## What is being asked
Only the text should be kept: print every entry below exactly and leave each image out.

## Data
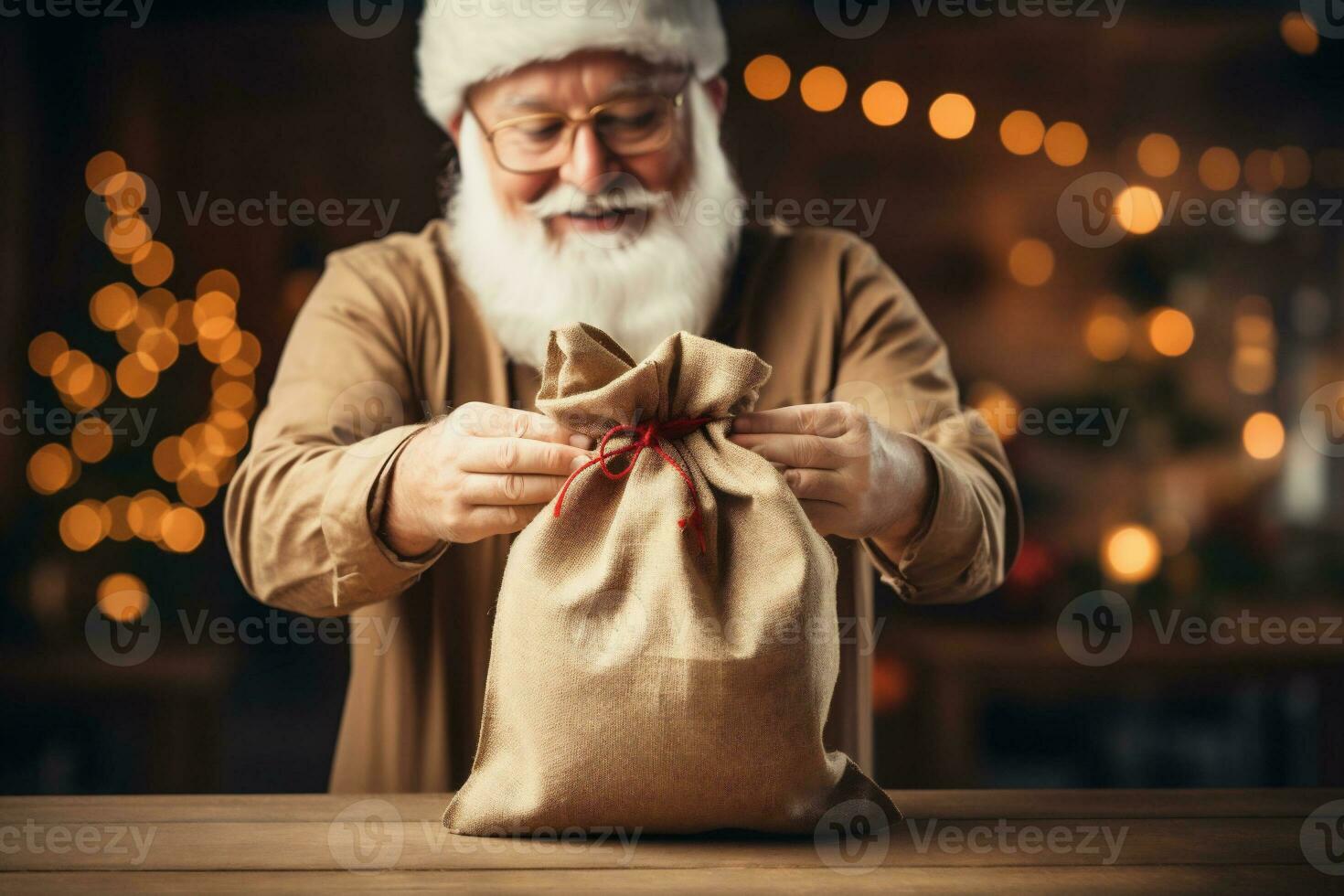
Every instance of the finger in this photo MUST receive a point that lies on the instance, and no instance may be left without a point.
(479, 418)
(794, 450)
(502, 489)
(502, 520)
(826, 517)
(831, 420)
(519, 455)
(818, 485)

## Response below
Every instance of the finger in this photo MUST receive a point that lies on the instance, and no instance may be left without a point.
(479, 418)
(794, 450)
(502, 489)
(502, 520)
(826, 517)
(831, 420)
(519, 455)
(818, 485)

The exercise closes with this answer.